At its core, Cassini’s mission was basic exploration — the same drive that made the moon landing so captivating. “It’s amazing that there is still so much of our solar system we haven’t explored directly, and the goodies from that mission and the final dive will be reported for years to come,” writes acting editor in chief Beth Quill. “Plus, I love the narrative potential of a spacecraft that sacrifices itself.”
Physics writer Emily Conover’s personal favorite was also our No. 1 story, the detection of two neutron stars colliding — a finding that she had predicted. “I’m patting myself on the back a little bit for that,” she says.
“It was a lot of fun to think about how we’ve detected something completely new and confirmed that some of the tangible stuff around us, like the gold in my wedding ring, came from collisions like that,” she adds. “It’s one of those stories that if you think about it hard enough, it makes you feel like a very small part in a giant, wonderful, fascinating universe.”
Stories that surprised us We spend our days devouring science, combing scientific journals, interviewing scientists, attending meetings and reading science news in other publications. You’d think very little would surprise us. Not true. Maria Temming’s story on the discovery of a mysterious void in the Great Pyramid of Giza was one of our most-read stories of the year . By placing detectors throughout the pyramid to measure subatomic particles called muons, researchers discovered a previously unknown cavity inside the pyramid. “The topic was this beautiful juxtaposition of modern, cutting-edge technology — as in the muon detectors — with the ancient technology of pyramid construction,” says Maria, SN ’s technology writer. “It’s also kind of hilarious to think that the Great Mysterious Thing in this story is not the high-energy particles from outer space — that’s the thing we’ve got a handle on!” Science News for Students managing editor and Wild Things blogger Sarah Zielinski has a keen eye for amazing animal stories, so her pick for a favorite story surprised me: It was our May story and infographic on how an asteroid impact would kill you. “You assume that you know what an asteroid impact would do,” Sarah says, “but it turns out that your assumptions are completely wrong.”
Senior writer Tina Hesman Saey has been covering molecular and developmental biology for more than a decade, but was surprised when a new study overturned the idea that female is the default sex in developing mammals, and that only male tissues have to be actively built. A study she reported on this year found that male structures must be demolished to set off female development. “I was amazed that no one knew a basic of developmental biology: that development of female reproductive organs is an active process,” Tina says. A story about circulation in sea spiders takes the surprise prize for biology writer Susan Milius. “I had never written a story about them, so they were on my taxonomic bucket list,” she says. It turns out that oxygen-rich blood circulates up and down the animal’s legs as contractions move bits of food through the digestive tract in the legs. “It’s circulation by gut lump!” Susan says. “This still blows me away.” The story of how the house mouse came to live with people was a favorite for Science News for Students writer and Scicurious blogger Bethany Brookshire. “It was something I’d never thought of before and it was interesting to find how just how much we were affecting the species around us, even the littlest ones!”

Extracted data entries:
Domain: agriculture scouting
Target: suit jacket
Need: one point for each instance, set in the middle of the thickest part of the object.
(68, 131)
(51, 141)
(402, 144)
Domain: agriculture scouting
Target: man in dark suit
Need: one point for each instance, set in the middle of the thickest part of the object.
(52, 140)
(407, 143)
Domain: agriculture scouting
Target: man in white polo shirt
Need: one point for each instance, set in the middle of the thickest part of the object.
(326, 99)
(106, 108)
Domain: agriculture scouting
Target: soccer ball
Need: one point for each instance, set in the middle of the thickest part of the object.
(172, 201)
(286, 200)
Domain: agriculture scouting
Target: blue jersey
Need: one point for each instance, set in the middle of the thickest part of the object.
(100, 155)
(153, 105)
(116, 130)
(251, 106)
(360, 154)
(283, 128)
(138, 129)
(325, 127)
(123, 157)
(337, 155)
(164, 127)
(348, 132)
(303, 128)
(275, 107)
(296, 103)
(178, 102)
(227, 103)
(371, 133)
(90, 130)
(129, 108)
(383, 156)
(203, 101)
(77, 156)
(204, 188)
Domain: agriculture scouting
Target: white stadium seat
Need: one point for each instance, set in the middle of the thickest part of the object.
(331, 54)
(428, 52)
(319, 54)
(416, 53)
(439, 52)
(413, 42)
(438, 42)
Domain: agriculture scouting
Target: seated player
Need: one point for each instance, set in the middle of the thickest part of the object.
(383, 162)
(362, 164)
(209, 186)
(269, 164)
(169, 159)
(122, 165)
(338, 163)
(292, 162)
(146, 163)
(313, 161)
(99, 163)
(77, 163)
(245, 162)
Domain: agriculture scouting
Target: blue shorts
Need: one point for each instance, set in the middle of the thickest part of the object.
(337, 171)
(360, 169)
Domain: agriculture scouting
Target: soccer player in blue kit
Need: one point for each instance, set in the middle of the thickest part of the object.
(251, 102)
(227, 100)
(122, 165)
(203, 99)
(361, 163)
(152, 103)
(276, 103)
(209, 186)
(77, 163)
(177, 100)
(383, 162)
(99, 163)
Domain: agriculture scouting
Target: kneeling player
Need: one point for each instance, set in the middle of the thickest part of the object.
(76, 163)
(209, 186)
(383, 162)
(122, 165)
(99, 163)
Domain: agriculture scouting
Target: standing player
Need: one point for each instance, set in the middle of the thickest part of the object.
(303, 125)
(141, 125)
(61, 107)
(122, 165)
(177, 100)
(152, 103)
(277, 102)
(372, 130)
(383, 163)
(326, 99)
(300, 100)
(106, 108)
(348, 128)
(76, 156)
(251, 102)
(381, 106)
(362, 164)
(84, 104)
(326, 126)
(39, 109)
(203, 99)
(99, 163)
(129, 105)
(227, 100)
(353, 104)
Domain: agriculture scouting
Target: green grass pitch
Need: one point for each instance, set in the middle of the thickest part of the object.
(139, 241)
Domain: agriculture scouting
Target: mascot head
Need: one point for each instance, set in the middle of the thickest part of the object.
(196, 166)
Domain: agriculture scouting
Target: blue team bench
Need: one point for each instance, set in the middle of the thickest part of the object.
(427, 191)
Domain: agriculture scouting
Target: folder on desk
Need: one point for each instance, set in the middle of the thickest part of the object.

• [TASKS TO CARRY OUT]:
1/ Who are all the people quoted in the passage about the staff's favorite stories?
2/ Go on with the passage about the staff's favorite stories, starting right after its last sentence.

• [ANSWERS TO THIS EXERCISE]:
1/ Beth Quill, Emily Conover, Maria Temming, Sarah Zielinski, Tina Hesman Saey, Susan Milius, Bethany Brookshire

2/
Graphic designer Tracee Tibbitts highlighted two more, well, animalistic animal stories: One about a coconut crab attacking a bird, and one about gulls eating hookworms from seals’ feces — directly from the source. “We see a lot of cute animal stories online that give us warm fuzzies or a ‘they’re just like us!’ reaction,” Tracee says. “But both of these stories remind us that — NOPE. Animals are still wild and out there fighting each other for food and resources and survival.”
Stories that intrigued, for better or worse The gene-editing technology CRISPR/Cas9 caught Beth’s attention this year, “though I would say that last year and would say it again next year,” she says. “It is especially interesting to me to watch a technology from its infancy and understand the twists and turns it takes, all the ways it’s used and the ethical implications that arise.”
CRISPR made our Top 10 list this year as Tina had predicted in 2016. “I was right that CRISPR would still be a thing,” Tina says.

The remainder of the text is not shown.